Excerpted data:
----

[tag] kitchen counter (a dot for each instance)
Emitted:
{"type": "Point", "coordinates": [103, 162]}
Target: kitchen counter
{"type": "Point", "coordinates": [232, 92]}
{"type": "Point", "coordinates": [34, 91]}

----

Task objective: Please give each line above again, word for word.

Written response:
[tag] kitchen counter (a dot for each instance)
Emitted:
{"type": "Point", "coordinates": [103, 162]}
Target: kitchen counter
{"type": "Point", "coordinates": [232, 92]}
{"type": "Point", "coordinates": [34, 91]}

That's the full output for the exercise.